What you have to do :: The listing below should be copied in full, word for word.

Labeled area outline items ::
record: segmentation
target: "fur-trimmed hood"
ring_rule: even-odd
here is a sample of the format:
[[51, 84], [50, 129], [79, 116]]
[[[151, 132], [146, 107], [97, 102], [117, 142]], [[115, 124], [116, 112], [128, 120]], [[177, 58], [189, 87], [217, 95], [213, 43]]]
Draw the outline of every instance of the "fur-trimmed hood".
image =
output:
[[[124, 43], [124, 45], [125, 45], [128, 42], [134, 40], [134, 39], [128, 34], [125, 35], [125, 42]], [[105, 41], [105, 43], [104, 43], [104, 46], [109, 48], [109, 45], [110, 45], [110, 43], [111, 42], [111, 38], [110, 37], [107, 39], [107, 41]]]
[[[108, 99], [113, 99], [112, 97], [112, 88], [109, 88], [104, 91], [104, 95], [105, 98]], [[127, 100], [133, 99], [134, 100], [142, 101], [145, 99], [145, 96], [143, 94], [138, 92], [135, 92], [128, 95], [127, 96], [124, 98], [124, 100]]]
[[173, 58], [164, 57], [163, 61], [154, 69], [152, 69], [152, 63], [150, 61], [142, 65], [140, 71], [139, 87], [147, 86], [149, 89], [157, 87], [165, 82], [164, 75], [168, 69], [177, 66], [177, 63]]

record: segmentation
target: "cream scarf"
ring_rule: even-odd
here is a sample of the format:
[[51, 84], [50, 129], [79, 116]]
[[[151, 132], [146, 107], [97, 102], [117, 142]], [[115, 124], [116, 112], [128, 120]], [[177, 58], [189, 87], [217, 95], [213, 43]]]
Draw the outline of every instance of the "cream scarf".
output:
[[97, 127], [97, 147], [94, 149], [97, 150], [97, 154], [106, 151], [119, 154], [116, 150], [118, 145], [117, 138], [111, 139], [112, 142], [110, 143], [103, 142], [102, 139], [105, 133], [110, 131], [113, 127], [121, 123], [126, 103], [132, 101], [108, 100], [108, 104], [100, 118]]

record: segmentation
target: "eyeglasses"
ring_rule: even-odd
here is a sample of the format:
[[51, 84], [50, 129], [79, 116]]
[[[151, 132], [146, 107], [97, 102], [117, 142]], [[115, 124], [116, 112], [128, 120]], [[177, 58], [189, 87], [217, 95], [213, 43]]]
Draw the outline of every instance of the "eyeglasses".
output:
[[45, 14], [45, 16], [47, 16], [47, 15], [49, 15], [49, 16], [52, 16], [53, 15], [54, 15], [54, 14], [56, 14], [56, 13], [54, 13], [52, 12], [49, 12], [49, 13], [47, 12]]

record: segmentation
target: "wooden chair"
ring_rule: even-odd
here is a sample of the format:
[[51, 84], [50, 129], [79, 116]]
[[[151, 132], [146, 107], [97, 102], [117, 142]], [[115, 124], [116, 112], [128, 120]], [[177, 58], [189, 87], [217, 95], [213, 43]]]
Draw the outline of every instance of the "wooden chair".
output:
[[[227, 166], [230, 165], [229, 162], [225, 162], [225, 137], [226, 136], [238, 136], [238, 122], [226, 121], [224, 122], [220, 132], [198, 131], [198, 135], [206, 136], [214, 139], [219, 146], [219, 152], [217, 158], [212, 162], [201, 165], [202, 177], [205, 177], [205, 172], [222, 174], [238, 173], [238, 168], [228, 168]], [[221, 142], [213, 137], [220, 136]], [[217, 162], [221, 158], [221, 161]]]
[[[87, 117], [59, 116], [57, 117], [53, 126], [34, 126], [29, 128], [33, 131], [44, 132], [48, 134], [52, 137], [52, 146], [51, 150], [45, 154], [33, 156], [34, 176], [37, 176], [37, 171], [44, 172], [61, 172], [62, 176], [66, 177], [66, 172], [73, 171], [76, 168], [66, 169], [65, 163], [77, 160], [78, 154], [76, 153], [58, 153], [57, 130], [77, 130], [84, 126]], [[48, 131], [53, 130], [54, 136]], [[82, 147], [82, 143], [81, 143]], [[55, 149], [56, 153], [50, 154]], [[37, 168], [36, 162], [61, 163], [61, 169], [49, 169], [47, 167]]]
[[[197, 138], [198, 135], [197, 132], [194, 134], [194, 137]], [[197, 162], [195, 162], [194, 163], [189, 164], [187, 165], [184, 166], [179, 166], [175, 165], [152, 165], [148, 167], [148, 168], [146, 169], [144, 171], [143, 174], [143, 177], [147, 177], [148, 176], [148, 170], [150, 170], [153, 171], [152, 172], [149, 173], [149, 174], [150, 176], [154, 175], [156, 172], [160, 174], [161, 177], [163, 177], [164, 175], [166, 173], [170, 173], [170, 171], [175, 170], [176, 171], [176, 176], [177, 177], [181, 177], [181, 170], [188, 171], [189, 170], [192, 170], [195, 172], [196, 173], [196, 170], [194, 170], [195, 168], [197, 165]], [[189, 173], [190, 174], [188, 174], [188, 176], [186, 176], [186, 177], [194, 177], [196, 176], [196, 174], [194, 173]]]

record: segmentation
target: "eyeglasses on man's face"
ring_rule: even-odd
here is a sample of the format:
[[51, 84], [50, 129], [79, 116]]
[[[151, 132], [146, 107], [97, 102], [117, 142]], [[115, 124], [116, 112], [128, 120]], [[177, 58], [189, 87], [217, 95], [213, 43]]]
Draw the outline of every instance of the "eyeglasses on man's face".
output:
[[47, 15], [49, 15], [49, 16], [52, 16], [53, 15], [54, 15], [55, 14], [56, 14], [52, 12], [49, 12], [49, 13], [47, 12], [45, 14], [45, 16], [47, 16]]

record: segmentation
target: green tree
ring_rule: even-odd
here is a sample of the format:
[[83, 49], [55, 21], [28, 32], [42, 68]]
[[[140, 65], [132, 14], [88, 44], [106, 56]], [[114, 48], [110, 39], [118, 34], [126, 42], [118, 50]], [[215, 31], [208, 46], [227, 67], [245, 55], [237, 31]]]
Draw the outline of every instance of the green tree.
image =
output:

Output of the exercise ::
record: segmentation
target: "fur-trimmed hood"
ring_rule: even-odd
here is a sample of the format:
[[51, 84], [50, 129], [79, 116]]
[[[151, 132], [146, 107], [97, 102], [117, 142]], [[115, 124], [116, 112], [128, 120]], [[177, 58], [189, 87], [217, 95], [213, 43]]]
Draw the outline of every instance of the "fur-trimmed hood".
image =
output:
[[[124, 43], [124, 45], [125, 45], [128, 42], [134, 40], [134, 39], [128, 34], [125, 35], [125, 42]], [[105, 41], [105, 43], [104, 43], [104, 46], [109, 48], [109, 45], [110, 45], [110, 43], [111, 42], [111, 38], [110, 37], [107, 39], [107, 41]]]
[[[108, 99], [113, 99], [112, 97], [112, 88], [109, 88], [104, 91], [104, 95], [105, 98]], [[127, 100], [133, 99], [134, 100], [142, 101], [145, 99], [145, 96], [143, 94], [138, 92], [135, 92], [128, 95], [127, 96], [124, 98], [124, 100]]]
[[173, 58], [164, 57], [163, 61], [154, 69], [152, 69], [152, 63], [150, 61], [142, 65], [140, 71], [139, 87], [147, 86], [149, 89], [157, 87], [165, 82], [164, 75], [168, 69], [177, 66], [177, 63]]

record: segmentation
target: "cream scarf"
ring_rule: even-odd
here is a sample of the format:
[[51, 84], [50, 129], [79, 116]]
[[[151, 132], [146, 107], [97, 102], [117, 142]], [[115, 124], [116, 112], [128, 120]], [[177, 58], [189, 87], [217, 95], [213, 43]]]
Draw the outline of every instance of the "cream scarf".
output:
[[97, 127], [97, 147], [94, 149], [97, 150], [97, 154], [106, 151], [119, 154], [116, 150], [118, 145], [117, 138], [111, 139], [112, 142], [110, 143], [103, 142], [102, 139], [105, 133], [110, 131], [113, 127], [121, 123], [126, 103], [132, 101], [108, 100], [108, 104], [100, 118]]

record: segmentation
target: "eyeglasses"
ring_rule: even-odd
here is a sample of the format:
[[51, 84], [50, 129], [79, 116]]
[[[151, 132], [146, 107], [97, 102], [117, 142]], [[115, 124], [116, 112], [128, 120]], [[177, 58], [189, 87], [217, 95], [213, 43]]]
Draw the outline of every instance of the "eyeglasses".
output:
[[45, 14], [45, 16], [47, 16], [47, 15], [49, 15], [49, 16], [52, 16], [53, 15], [54, 15], [54, 14], [56, 14], [56, 13], [54, 13], [52, 12], [49, 12], [49, 13], [47, 12]]

record: segmentation
target: "wooden chair"
ring_rule: even-odd
here is a sample of the format:
[[51, 84], [50, 129], [79, 116]]
[[[151, 132], [146, 107], [97, 102], [117, 142]], [[115, 124], [116, 112], [128, 120]], [[177, 58], [189, 87], [217, 95], [213, 43]]]
Draw the outline of every instance of the "wooden chair".
output:
[[[227, 166], [230, 165], [229, 162], [225, 162], [225, 137], [226, 136], [238, 136], [238, 122], [226, 121], [224, 122], [220, 132], [198, 131], [198, 135], [206, 136], [214, 139], [219, 146], [219, 152], [217, 158], [212, 162], [201, 165], [202, 177], [205, 177], [205, 172], [222, 174], [238, 173], [238, 168], [228, 168]], [[221, 142], [213, 137], [220, 136]], [[217, 162], [221, 158], [221, 161]]]
[[[87, 117], [59, 116], [57, 117], [53, 126], [34, 126], [29, 128], [33, 131], [44, 132], [48, 134], [52, 137], [52, 146], [51, 150], [45, 154], [33, 156], [34, 176], [37, 176], [37, 171], [44, 172], [61, 172], [62, 176], [66, 177], [66, 172], [73, 171], [76, 168], [66, 169], [65, 163], [77, 160], [78, 154], [76, 153], [58, 153], [57, 130], [77, 130], [84, 126]], [[48, 131], [53, 130], [54, 136]], [[82, 147], [82, 143], [81, 143]], [[55, 149], [56, 153], [50, 154]], [[37, 168], [36, 162], [61, 163], [61, 169], [49, 169], [47, 167]]]
[[[197, 138], [198, 135], [197, 132], [194, 134], [194, 137]], [[197, 162], [195, 162], [194, 163], [189, 164], [187, 165], [184, 166], [179, 166], [175, 165], [152, 165], [148, 167], [148, 168], [146, 169], [144, 171], [143, 174], [143, 177], [147, 177], [148, 176], [148, 170], [150, 170], [153, 171], [152, 172], [149, 173], [149, 174], [150, 176], [154, 175], [156, 172], [160, 174], [161, 177], [163, 177], [164, 175], [166, 173], [170, 173], [170, 171], [175, 170], [176, 171], [176, 176], [177, 177], [181, 177], [181, 170], [188, 171], [189, 170], [192, 170], [195, 172], [196, 173], [196, 170], [194, 170], [195, 168], [197, 165]], [[189, 173], [190, 174], [188, 174], [188, 176], [186, 176], [186, 177], [194, 177], [196, 176], [196, 174], [194, 173]]]

record: segmentation
target: "eyeglasses on man's face"
ring_rule: even-odd
here is a sample of the format:
[[51, 84], [50, 129], [79, 116]]
[[[151, 132], [146, 107], [97, 102], [117, 142]], [[115, 124], [116, 112], [128, 120]], [[177, 58], [189, 87], [217, 95], [213, 43]]]
Draw the outline of every instance of the "eyeglasses on man's face".
output:
[[47, 15], [49, 15], [49, 16], [52, 16], [53, 15], [54, 15], [55, 14], [56, 14], [52, 12], [49, 12], [49, 13], [47, 12], [45, 14], [45, 16], [47, 16]]

record: segmentation
target: green tree
ring_rule: even-odd
here is a sample of the format:
[[83, 49], [55, 21], [28, 32], [42, 68]]
[[[140, 65], [132, 14], [88, 44], [106, 56]], [[114, 48], [110, 39], [118, 34], [126, 42], [118, 50]], [[215, 31], [208, 46], [227, 67], [245, 55], [237, 31]]]
Draw the outline of every instance of the green tree.
image =
output:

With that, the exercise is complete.